Extract provided

* Start *

If you know someone who works professionally in the communications field--either in marketing or journalism--ask him or her to look over your draft press release and comment. Revisions are important, so give yourself enough time to go through three or four drafts before you have a final product.

Press releases are best conceived when they have a time-sensitive and newsworthy element to announce: A new launch, an event, a breakthrough in your field, a new key employee, an acquisition or merger, greater distribution of a product, expansion of services, etc. But if you just have a "concept" pitch, you can still construct an interesting release, especially if your product or service is truly special in some specific way.

Try to state the significance of your products in 25 words or less. Answer the five "Ws"--who, what, when, where and why. Don't forget to include a contact person, with a telephone number and e-mail address, who will be immediately accessible to the media.

Another tip: Take the term "newsworthy" very literally. Is the content of your release something new? Is it "worthy," i.e. is it worth the time for an editor to review and consider or select for his or her readership? Putting a title on your release takes careful thought. Be clear and succinct but try to make an exciting, compelling reason for the journalist or producer to read on. Editors and producers are inundated with releases on a daily basis. Don't use hackneyed expressions such as "unique" and "empowering."

* End *

Given request 1
Reproduce the press release advice above word for word, from "Try to state" to "to the media.".

Input for this task
* Start *

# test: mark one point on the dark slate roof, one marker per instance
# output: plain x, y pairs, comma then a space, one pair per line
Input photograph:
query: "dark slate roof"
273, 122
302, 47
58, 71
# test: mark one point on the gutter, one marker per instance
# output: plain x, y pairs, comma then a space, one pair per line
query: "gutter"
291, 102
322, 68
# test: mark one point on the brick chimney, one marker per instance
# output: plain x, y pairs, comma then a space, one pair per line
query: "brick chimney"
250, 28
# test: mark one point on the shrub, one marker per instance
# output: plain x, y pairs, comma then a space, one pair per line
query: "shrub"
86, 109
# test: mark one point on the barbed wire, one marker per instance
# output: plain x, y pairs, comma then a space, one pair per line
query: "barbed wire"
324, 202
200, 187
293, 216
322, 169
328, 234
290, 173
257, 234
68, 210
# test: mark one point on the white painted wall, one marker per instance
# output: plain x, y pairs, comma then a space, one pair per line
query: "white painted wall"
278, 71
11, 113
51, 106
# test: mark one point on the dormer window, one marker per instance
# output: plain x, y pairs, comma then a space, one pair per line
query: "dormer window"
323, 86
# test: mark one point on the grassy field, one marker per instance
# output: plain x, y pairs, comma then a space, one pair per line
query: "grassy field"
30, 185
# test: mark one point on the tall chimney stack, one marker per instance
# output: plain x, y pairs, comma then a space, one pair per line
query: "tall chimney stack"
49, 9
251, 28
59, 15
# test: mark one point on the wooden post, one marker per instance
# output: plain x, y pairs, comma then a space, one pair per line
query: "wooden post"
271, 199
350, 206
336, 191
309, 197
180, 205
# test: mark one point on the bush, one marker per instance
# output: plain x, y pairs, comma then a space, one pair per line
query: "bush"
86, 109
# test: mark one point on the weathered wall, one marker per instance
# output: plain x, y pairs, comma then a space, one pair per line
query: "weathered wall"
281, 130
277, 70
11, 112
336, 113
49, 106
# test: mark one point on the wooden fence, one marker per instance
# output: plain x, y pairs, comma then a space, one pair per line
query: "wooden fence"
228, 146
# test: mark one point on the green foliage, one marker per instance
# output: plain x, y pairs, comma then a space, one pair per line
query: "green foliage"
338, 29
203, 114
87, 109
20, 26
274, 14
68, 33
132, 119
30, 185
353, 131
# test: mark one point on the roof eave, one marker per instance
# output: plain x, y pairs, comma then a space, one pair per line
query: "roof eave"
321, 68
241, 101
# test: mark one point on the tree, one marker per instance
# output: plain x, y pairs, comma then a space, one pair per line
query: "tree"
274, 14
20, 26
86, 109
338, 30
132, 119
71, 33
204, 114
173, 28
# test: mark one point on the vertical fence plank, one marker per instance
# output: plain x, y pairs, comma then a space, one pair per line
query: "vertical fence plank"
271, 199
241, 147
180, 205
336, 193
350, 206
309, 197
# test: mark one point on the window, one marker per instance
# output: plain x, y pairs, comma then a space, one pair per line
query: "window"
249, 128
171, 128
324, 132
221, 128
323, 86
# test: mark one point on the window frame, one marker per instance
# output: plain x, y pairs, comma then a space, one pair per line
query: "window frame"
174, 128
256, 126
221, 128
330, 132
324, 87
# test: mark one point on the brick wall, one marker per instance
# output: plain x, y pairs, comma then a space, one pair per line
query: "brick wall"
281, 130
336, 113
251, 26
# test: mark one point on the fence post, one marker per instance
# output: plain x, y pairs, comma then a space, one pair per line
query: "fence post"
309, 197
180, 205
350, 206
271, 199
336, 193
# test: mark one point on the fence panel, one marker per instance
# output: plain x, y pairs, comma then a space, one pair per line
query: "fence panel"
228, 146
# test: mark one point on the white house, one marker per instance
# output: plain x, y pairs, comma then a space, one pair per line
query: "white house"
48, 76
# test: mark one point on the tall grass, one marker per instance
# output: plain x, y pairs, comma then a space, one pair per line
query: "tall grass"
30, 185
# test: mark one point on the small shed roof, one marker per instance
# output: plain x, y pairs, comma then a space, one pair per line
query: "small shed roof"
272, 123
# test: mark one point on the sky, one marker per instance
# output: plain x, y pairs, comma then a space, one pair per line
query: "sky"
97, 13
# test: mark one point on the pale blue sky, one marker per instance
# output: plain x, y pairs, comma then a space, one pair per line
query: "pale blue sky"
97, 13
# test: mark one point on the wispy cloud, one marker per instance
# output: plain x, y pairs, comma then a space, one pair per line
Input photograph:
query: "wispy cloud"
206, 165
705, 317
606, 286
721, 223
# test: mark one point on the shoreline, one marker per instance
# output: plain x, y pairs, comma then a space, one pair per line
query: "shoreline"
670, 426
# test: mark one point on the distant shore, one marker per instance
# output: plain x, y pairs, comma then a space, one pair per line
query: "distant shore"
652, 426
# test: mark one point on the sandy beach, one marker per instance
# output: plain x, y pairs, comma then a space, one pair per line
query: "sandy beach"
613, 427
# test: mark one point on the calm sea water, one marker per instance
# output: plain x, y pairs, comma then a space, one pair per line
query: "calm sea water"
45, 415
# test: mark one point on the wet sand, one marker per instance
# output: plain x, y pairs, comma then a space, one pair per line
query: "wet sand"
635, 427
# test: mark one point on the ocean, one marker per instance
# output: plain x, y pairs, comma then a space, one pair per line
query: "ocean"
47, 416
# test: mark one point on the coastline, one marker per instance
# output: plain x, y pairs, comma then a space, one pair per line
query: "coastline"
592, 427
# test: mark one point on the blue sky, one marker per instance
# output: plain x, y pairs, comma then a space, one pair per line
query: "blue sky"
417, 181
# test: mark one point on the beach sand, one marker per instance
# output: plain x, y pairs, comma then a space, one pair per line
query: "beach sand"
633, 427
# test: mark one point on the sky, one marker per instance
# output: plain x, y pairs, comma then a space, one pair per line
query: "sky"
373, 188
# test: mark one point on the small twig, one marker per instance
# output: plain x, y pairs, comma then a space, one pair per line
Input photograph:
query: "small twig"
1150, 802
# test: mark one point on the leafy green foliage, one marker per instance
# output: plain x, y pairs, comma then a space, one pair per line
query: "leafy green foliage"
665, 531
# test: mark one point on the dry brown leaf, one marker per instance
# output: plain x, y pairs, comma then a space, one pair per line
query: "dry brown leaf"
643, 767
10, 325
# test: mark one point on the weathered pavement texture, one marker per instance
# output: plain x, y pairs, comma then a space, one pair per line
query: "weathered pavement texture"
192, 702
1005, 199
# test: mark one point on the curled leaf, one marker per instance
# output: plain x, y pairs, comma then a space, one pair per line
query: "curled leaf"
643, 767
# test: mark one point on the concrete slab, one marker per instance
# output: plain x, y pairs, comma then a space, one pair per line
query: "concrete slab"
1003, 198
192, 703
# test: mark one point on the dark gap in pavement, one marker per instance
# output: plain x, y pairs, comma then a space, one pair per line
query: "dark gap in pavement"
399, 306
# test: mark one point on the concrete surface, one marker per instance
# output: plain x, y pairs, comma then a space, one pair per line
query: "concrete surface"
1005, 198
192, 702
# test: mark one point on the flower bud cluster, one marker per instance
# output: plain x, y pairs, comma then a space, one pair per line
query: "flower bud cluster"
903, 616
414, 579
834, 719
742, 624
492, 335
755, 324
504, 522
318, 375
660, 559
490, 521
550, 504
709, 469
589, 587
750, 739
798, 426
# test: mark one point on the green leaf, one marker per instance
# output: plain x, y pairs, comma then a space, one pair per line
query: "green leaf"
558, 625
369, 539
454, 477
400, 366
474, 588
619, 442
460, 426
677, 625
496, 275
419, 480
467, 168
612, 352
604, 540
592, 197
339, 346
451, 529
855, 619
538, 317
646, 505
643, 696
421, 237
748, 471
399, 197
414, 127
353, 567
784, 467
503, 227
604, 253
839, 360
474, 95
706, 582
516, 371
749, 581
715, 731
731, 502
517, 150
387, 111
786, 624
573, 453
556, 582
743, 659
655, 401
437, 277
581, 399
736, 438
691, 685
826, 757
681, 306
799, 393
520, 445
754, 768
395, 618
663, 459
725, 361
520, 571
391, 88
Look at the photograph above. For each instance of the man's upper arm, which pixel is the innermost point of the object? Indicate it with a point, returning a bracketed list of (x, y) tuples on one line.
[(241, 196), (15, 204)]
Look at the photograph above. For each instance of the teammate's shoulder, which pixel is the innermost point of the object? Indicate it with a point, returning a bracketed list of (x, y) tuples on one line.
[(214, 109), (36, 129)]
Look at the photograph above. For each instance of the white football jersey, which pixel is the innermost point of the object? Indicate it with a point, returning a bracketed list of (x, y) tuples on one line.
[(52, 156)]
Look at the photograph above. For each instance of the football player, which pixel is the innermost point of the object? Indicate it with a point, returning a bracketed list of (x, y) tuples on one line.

* End *

Given request 2
Gather every line of the listing that contains the word "window".

Task answer 1
Try to state the significance of your products in 25 words or less. Answer the five "Ws"--who, what, when, where and why. Don't forget to include a contact person, with a telephone number and e-mail address, who will be immediately accessible to the media.

Task answer 2
# test: mark one point on the dormer window, one marker per instance
query: "dormer window"
# test: mark one point on the window, one marker per instance
query: "window"
# test: mark one point on the window frame, one marker per instance
query: "window frame"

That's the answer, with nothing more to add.